=== Detalles del ejercicio ===
Transcribe completo el fragmento sobre Kjell Askildsen, sin alterar ninguna palabra ni signo.

¿Cómo explicar el efecto de un deslumbramiento? ¿Qué hacer con la sobredosis de estímulos que llega de repente? ¿Dónde andaba escondida la sorpresa hasta entonces? ¿Cuándo cabe decirse que se ha perdido toda esperanza si luego aparecen libros que te llenan de dicha ante el surgimiento de lo inesperado? ¿Por qué nadie nos habló antes de Kjell Askildsen (Mandal, 1929), si lleva publicando regularmente desde 1953 en su noruega natal? ¿Quién es este ganador del Premio Nórdico de la Academia Sueca, el dos veces galardonado por el Premio de la Crítica, el mismo que se alzó con los premios Brage y Riksmål o el elegido por un jurado de especialistas como el mejor prosista noruego del último cuarto de siglo? ¿Cuántas alegrías se le deben a este puñado de libros, traducidos a una veintena de lenguas hasta la fecha? ¿Cuándo llegará de nuevo el fuego que traen consigo los cuentos de Askildsen y cuánto más podremos esperar sus fieles hasta ese anhelado regreso?

Registros:
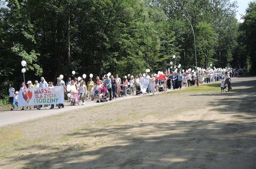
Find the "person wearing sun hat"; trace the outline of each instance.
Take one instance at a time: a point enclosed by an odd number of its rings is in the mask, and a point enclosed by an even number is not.
[[[28,84],[28,88],[34,88],[34,85],[33,85],[33,84],[32,84],[32,82],[31,82],[31,81],[28,81],[27,84]],[[31,110],[31,107],[30,106],[27,106],[27,109],[29,109],[29,110]]]
[[[32,82],[31,81],[28,81],[28,83],[27,83],[28,84],[28,88],[34,88],[34,85],[33,84],[32,84]]]
[[[43,77],[41,77],[40,79],[41,79],[41,82],[39,84],[39,87],[49,87],[47,82],[45,81],[45,80],[44,79],[44,78]],[[40,110],[40,109],[41,109],[42,106],[42,105],[39,105],[38,106],[36,107],[36,108],[38,110]]]
[[[41,82],[39,84],[39,87],[48,87],[48,84],[43,77],[41,77]]]

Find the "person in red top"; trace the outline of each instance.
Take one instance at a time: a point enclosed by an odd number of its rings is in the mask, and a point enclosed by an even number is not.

=== Respuesta del ejercicio ===
¿Cómo explicar el efecto de un deslumbramiento? ¿Qué hacer con la sobredosis de estímulos que llega de repente? ¿Dónde andaba escondida la sorpresa hasta entonces? ¿Cuándo cabe decirse que se ha perdido toda esperanza si luego aparecen libros que te llenan de dicha ante el surgimiento de lo inesperado? ¿Por qué nadie nos habló antes de Kjell Askildsen (Mandal, 1929), si lleva publicando regularmente desde 1953 en su noruega natal? ¿Quién es este ganador del Premio Nórdico de la Academia Sueca, el dos veces galardonado por el Premio de la Crítica, el mismo que se alzó con los premios Brage y Riksmål o el elegido por un jurado de especialistas como el mejor prosista noruego del último cuarto de siglo? ¿Cuántas alegrías se le deben a este puñado de libros, traducidos a una veintena de lenguas hasta la fecha? ¿Cuándo llegará de nuevo el fuego que traen consigo los cuentos de Askildsen y cuánto más podremos esperar sus fieles hasta ese anhelado regreso?